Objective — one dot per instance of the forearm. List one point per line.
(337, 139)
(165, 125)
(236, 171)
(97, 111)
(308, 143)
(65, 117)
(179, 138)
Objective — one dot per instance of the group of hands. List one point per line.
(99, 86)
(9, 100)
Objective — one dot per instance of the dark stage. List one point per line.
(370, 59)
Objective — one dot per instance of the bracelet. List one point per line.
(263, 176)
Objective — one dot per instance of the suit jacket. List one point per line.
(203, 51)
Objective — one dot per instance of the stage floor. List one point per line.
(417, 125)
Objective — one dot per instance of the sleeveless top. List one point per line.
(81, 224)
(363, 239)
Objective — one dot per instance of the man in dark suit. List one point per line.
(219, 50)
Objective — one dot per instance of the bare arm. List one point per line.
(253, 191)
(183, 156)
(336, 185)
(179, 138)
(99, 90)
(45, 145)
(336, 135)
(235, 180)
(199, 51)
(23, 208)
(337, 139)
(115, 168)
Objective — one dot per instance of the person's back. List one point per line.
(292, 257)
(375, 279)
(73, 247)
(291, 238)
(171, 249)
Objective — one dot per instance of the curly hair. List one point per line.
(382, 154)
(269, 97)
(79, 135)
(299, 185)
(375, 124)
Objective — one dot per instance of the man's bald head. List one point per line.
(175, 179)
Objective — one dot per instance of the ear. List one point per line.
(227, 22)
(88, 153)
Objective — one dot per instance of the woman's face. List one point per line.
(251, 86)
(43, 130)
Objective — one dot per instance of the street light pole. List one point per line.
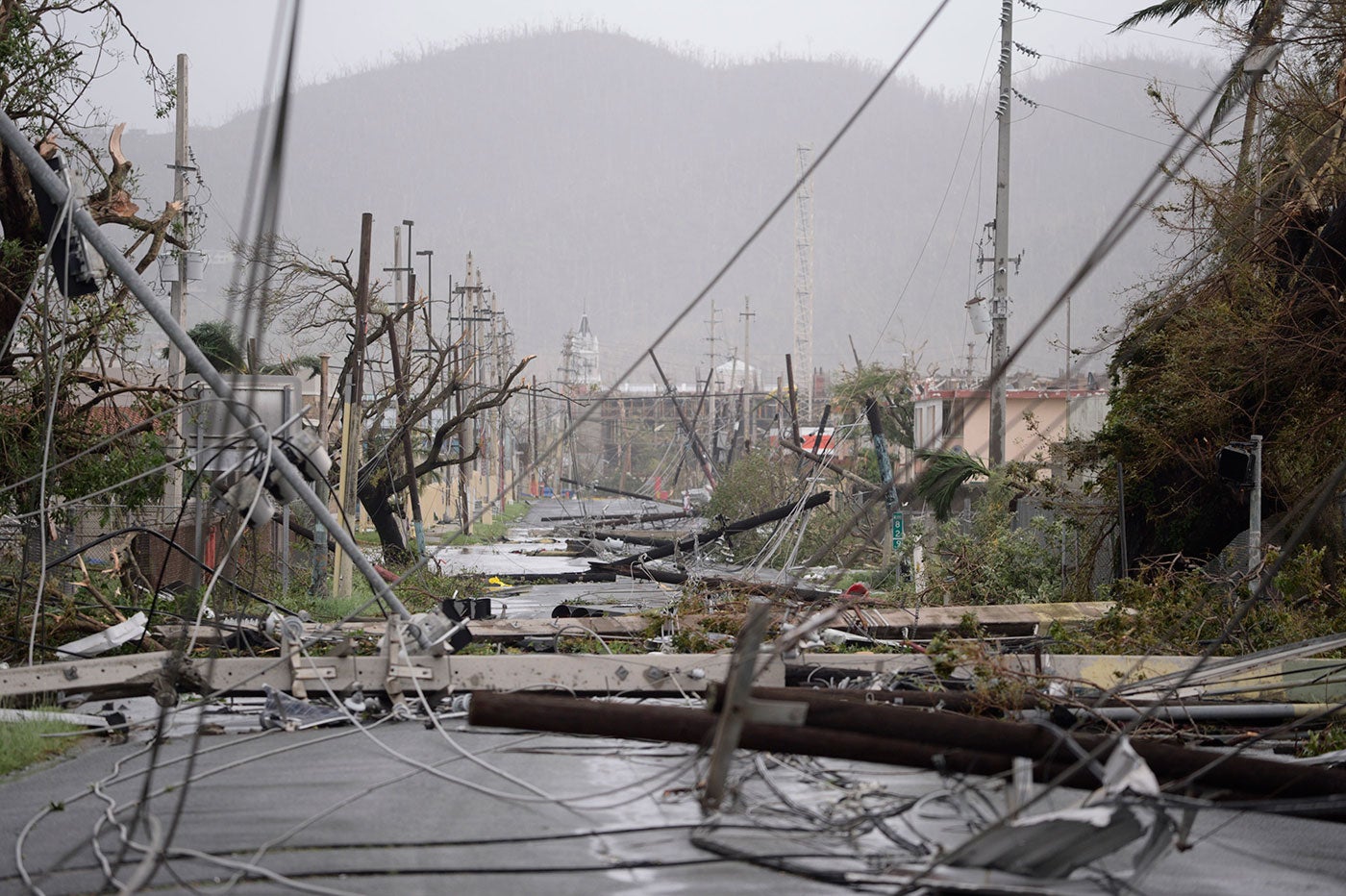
(430, 290)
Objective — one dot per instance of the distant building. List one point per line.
(960, 418)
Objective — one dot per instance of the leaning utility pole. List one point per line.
(1000, 272)
(181, 158)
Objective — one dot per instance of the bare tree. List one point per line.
(315, 302)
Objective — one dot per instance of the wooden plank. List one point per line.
(669, 674)
(490, 632)
(998, 619)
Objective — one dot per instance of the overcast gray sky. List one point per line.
(229, 42)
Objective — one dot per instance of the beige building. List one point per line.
(960, 418)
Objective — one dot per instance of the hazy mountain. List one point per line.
(595, 172)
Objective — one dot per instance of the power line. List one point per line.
(1150, 34)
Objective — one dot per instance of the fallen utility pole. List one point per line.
(610, 491)
(44, 179)
(1220, 770)
(697, 448)
(727, 531)
(899, 736)
(679, 724)
(144, 674)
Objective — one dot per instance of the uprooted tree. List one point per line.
(441, 391)
(1247, 334)
(73, 405)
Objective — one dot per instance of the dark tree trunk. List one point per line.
(377, 501)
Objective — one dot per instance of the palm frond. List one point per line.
(1177, 11)
(945, 472)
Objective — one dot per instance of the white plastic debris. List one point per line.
(107, 639)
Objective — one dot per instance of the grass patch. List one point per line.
(23, 743)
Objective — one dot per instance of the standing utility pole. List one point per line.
(1000, 300)
(181, 157)
(1255, 511)
(804, 277)
(747, 430)
(710, 421)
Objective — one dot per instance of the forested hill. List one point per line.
(589, 171)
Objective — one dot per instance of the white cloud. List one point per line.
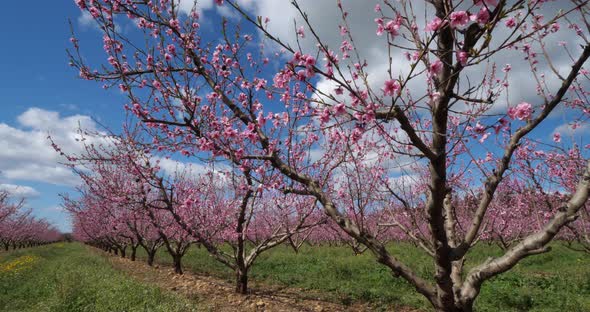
(27, 154)
(20, 190)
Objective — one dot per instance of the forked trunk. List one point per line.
(177, 264)
(151, 256)
(133, 252)
(242, 281)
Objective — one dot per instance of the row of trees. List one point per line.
(19, 228)
(425, 137)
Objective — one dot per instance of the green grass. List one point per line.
(69, 277)
(555, 281)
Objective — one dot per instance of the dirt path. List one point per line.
(214, 294)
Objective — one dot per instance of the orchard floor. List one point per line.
(73, 277)
(555, 281)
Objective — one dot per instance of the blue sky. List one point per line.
(36, 75)
(40, 94)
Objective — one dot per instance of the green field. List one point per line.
(70, 277)
(555, 281)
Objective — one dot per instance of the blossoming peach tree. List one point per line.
(450, 116)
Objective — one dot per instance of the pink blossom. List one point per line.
(392, 27)
(482, 17)
(462, 57)
(510, 23)
(174, 24)
(459, 19)
(301, 32)
(434, 24)
(487, 2)
(339, 109)
(391, 87)
(436, 67)
(522, 111)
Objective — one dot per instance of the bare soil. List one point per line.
(215, 294)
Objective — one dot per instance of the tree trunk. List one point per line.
(133, 252)
(242, 281)
(151, 256)
(177, 264)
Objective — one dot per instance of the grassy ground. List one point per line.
(69, 277)
(556, 281)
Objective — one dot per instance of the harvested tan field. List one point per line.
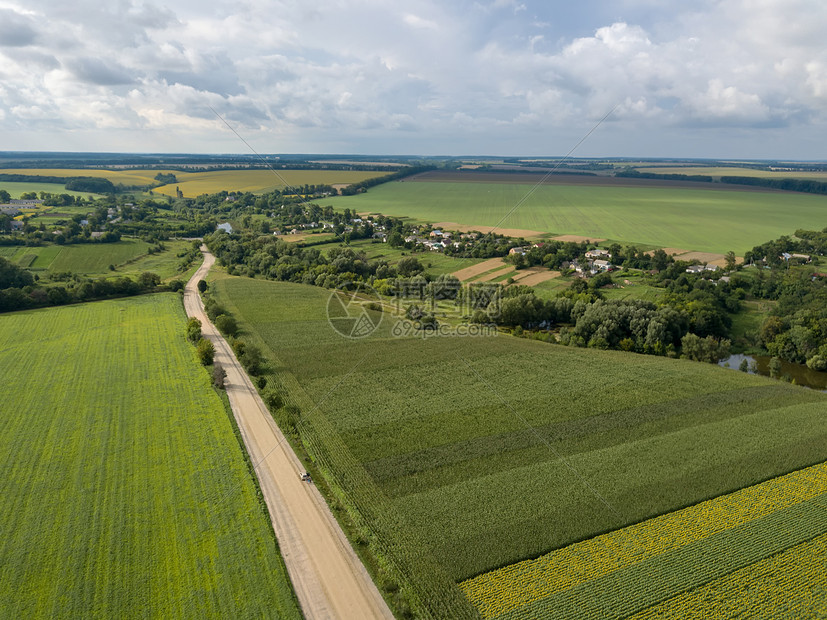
(577, 239)
(474, 270)
(495, 274)
(535, 275)
(704, 257)
(509, 232)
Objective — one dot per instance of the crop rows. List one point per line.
(663, 216)
(125, 492)
(792, 584)
(672, 551)
(447, 450)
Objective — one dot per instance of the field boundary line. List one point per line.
(327, 576)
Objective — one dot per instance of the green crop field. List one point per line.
(125, 491)
(126, 177)
(707, 219)
(194, 184)
(462, 455)
(16, 189)
(731, 171)
(129, 256)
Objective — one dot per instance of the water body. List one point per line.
(760, 364)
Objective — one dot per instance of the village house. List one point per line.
(601, 266)
(598, 253)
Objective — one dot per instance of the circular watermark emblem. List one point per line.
(354, 311)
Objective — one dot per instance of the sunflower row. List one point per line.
(791, 584)
(518, 585)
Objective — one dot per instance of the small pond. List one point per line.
(760, 364)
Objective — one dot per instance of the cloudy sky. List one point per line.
(720, 79)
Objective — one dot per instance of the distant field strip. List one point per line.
(468, 273)
(705, 218)
(125, 491)
(193, 184)
(677, 552)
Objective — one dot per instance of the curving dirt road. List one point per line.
(329, 579)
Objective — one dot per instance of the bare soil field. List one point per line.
(474, 270)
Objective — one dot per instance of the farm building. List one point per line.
(598, 253)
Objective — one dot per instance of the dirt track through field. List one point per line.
(328, 577)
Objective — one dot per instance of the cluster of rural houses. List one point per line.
(437, 240)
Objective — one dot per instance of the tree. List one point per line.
(205, 351)
(396, 240)
(775, 367)
(194, 330)
(704, 349)
(149, 280)
(218, 376)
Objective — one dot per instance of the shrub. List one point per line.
(194, 330)
(226, 325)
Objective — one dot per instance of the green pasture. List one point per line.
(731, 171)
(129, 256)
(703, 219)
(125, 491)
(194, 184)
(461, 455)
(17, 189)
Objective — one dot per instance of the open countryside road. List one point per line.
(329, 579)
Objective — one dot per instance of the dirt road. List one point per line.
(327, 576)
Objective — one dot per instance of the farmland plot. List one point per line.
(461, 455)
(714, 553)
(125, 492)
(701, 217)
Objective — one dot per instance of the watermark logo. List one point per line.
(354, 311)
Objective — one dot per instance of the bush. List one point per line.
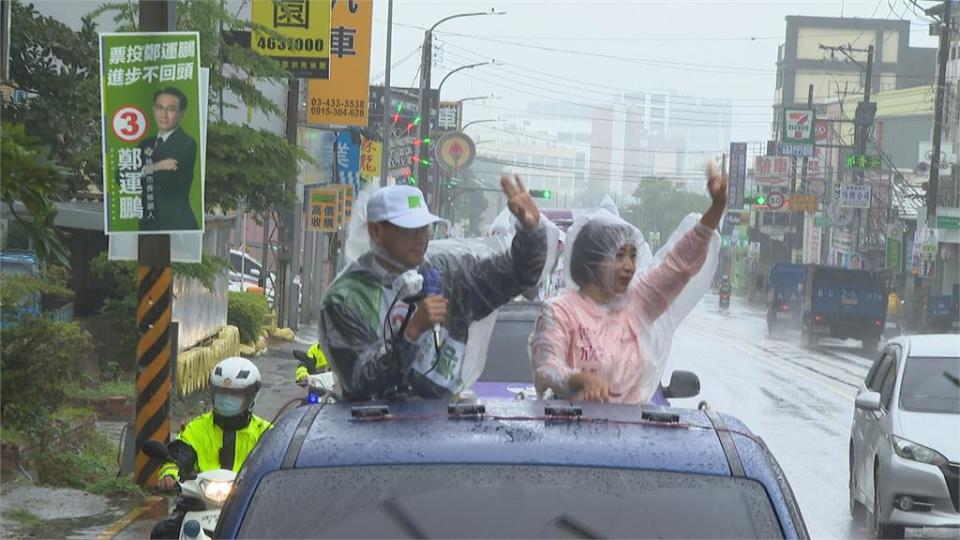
(247, 312)
(38, 356)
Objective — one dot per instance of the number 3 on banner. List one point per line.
(129, 124)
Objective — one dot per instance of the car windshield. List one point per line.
(931, 385)
(507, 359)
(515, 501)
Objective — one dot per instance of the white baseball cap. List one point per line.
(403, 206)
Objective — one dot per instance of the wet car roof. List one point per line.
(511, 432)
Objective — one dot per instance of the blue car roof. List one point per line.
(510, 432)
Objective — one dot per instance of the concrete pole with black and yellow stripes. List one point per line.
(154, 306)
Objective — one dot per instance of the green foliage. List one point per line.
(30, 177)
(59, 69)
(662, 205)
(120, 306)
(247, 312)
(38, 356)
(106, 389)
(255, 164)
(20, 291)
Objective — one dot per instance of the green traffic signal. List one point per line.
(755, 199)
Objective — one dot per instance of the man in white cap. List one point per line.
(363, 310)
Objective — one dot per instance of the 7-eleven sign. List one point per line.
(798, 126)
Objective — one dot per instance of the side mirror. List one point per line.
(156, 450)
(868, 401)
(682, 384)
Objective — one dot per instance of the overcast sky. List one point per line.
(702, 48)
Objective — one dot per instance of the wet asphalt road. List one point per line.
(799, 400)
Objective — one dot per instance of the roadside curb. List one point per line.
(151, 505)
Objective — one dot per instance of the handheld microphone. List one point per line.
(433, 286)
(408, 286)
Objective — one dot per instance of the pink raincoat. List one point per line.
(575, 334)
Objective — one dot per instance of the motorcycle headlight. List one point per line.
(216, 491)
(915, 452)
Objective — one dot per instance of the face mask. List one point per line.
(227, 404)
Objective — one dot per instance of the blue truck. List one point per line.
(843, 304)
(785, 296)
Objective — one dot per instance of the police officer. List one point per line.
(218, 439)
(317, 364)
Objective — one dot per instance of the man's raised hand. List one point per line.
(519, 201)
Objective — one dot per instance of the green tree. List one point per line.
(662, 205)
(58, 69)
(30, 177)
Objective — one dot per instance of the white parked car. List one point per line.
(905, 440)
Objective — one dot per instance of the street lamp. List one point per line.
(461, 68)
(475, 98)
(468, 124)
(426, 64)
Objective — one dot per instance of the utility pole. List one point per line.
(944, 53)
(863, 121)
(801, 216)
(291, 221)
(385, 120)
(155, 351)
(423, 171)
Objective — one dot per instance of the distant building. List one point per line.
(801, 61)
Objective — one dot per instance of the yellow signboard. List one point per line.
(803, 203)
(370, 152)
(304, 49)
(324, 204)
(343, 98)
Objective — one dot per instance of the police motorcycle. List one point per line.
(206, 493)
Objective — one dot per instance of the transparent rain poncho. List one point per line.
(625, 342)
(478, 274)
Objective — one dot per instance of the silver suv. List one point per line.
(905, 440)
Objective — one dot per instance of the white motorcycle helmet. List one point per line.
(234, 384)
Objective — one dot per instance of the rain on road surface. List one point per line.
(799, 400)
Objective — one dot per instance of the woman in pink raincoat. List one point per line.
(608, 338)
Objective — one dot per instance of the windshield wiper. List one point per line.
(568, 522)
(403, 518)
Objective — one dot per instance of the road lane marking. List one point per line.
(128, 518)
(787, 366)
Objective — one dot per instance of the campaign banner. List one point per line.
(152, 120)
(737, 176)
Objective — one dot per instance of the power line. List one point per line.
(589, 106)
(601, 147)
(673, 98)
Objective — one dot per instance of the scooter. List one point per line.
(724, 300)
(210, 489)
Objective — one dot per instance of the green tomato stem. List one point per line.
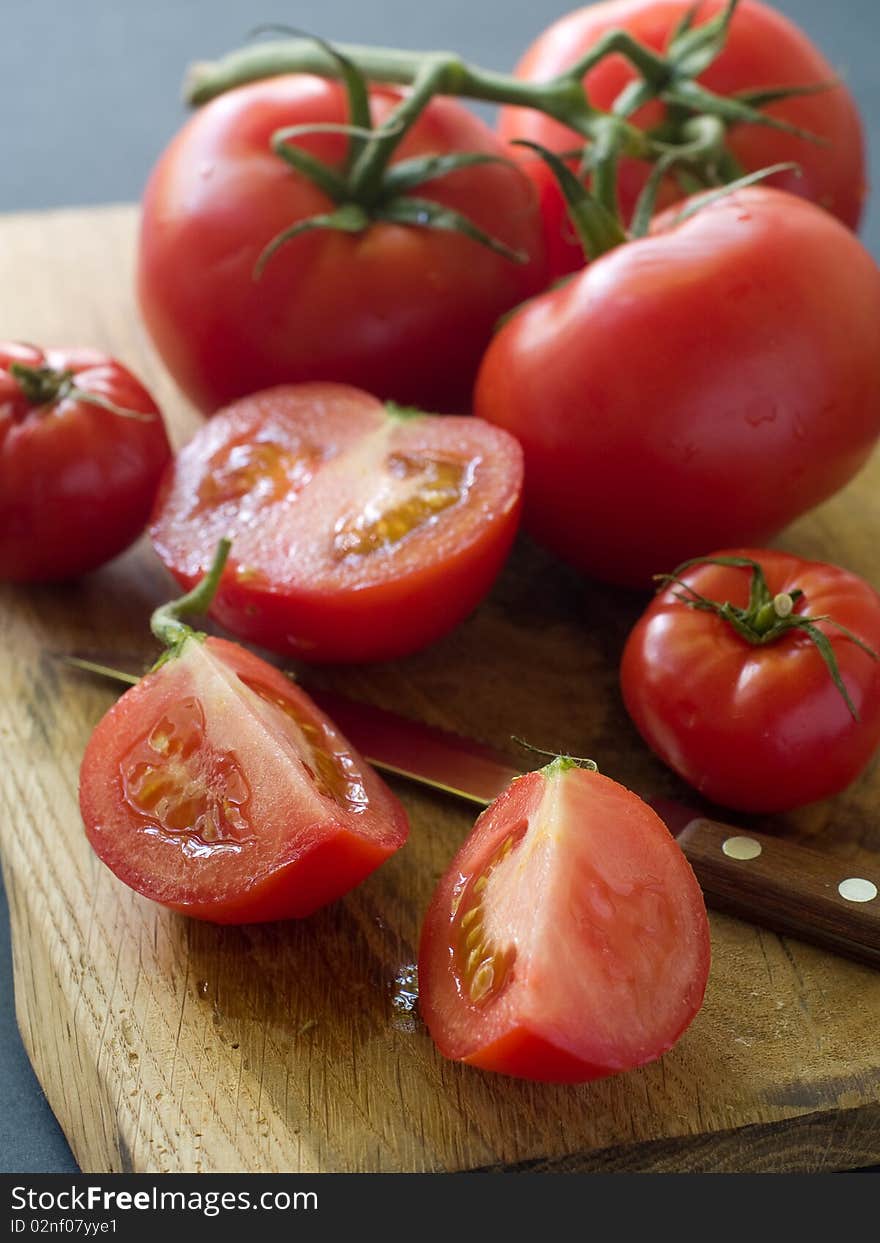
(165, 622)
(563, 97)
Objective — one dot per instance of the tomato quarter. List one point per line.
(82, 446)
(758, 726)
(359, 532)
(568, 937)
(218, 788)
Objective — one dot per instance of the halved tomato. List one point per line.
(359, 531)
(218, 788)
(568, 939)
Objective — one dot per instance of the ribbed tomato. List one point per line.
(82, 446)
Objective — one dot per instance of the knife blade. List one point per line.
(771, 881)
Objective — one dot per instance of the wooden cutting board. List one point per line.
(172, 1045)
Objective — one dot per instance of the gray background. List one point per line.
(90, 95)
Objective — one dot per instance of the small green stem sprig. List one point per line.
(690, 142)
(767, 617)
(46, 387)
(558, 761)
(165, 622)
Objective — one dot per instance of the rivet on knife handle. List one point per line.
(787, 888)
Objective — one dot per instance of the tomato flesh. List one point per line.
(568, 939)
(357, 533)
(218, 788)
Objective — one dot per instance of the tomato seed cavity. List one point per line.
(484, 967)
(333, 772)
(264, 471)
(434, 485)
(187, 789)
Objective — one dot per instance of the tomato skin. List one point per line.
(403, 312)
(758, 729)
(598, 930)
(763, 47)
(697, 388)
(284, 587)
(76, 481)
(300, 848)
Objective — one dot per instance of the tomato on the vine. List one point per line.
(403, 311)
(763, 49)
(568, 937)
(218, 788)
(696, 388)
(742, 702)
(82, 445)
(359, 531)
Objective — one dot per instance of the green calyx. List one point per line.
(368, 188)
(767, 618)
(46, 387)
(558, 762)
(690, 143)
(165, 622)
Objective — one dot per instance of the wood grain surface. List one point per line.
(170, 1045)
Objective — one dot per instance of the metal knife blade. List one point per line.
(770, 881)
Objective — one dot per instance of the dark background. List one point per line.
(90, 93)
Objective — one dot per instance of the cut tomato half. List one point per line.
(568, 939)
(359, 531)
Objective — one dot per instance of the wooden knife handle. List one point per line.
(787, 888)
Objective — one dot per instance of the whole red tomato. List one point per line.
(699, 387)
(82, 446)
(568, 937)
(402, 311)
(359, 532)
(760, 726)
(762, 49)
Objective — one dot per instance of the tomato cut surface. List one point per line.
(568, 939)
(358, 532)
(216, 787)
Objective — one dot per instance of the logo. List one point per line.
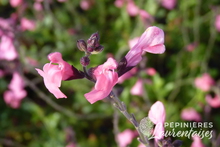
(176, 129)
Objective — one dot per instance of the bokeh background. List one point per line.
(185, 78)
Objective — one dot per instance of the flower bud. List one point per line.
(93, 42)
(84, 61)
(98, 49)
(81, 44)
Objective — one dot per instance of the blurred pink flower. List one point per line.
(16, 3)
(6, 26)
(133, 41)
(151, 71)
(217, 23)
(27, 24)
(7, 48)
(61, 1)
(127, 75)
(54, 74)
(190, 114)
(191, 46)
(157, 115)
(146, 18)
(204, 82)
(213, 102)
(1, 73)
(106, 78)
(86, 4)
(169, 4)
(132, 9)
(197, 142)
(119, 3)
(138, 88)
(152, 41)
(71, 145)
(125, 137)
(141, 145)
(38, 6)
(16, 91)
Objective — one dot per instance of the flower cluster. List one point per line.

----------------

*TASK*
Write out, exactly, each line from the one containing "Objective — one dot per instance of the dark background." down to the final line of the data above. Both of those lines count, and the pictures are left out.

*SOLUTION TO THIS TASK*
Objective — one dot per instance of the dark background. List one point per line.
(90, 93)
Objective — one dot per instance of the cut tomato half. List one point per line.
(568, 939)
(359, 531)
Objective — one dot per instance of the wooden knife handle. List one point per line.
(787, 888)
Objective — one dot per instance of the whole red tomato. List one point per line.
(699, 387)
(82, 446)
(568, 937)
(402, 311)
(359, 532)
(760, 726)
(762, 49)
Objective — one dot per instance of the tomato cut surface. List one point per line.
(568, 939)
(358, 532)
(216, 787)
Objective — one dot per instance of the logo. List one point per line.
(176, 129)
Objective — one dot per instance of the bokeh background. List one point per line.
(185, 78)
Objective — one dot per instance of the flower bud. List one point per line.
(93, 42)
(84, 61)
(98, 49)
(81, 44)
Objective — one dot per instance of the blurred pink flower. List one point per line.
(16, 3)
(6, 26)
(133, 41)
(151, 71)
(217, 23)
(27, 24)
(7, 48)
(61, 1)
(127, 75)
(54, 74)
(190, 114)
(191, 46)
(157, 115)
(146, 18)
(204, 82)
(213, 102)
(1, 73)
(106, 78)
(86, 4)
(169, 4)
(132, 9)
(197, 142)
(119, 3)
(138, 88)
(152, 41)
(71, 145)
(125, 137)
(141, 145)
(38, 6)
(16, 91)
Objective — one dot per instance of the flower cluster. List one point per line.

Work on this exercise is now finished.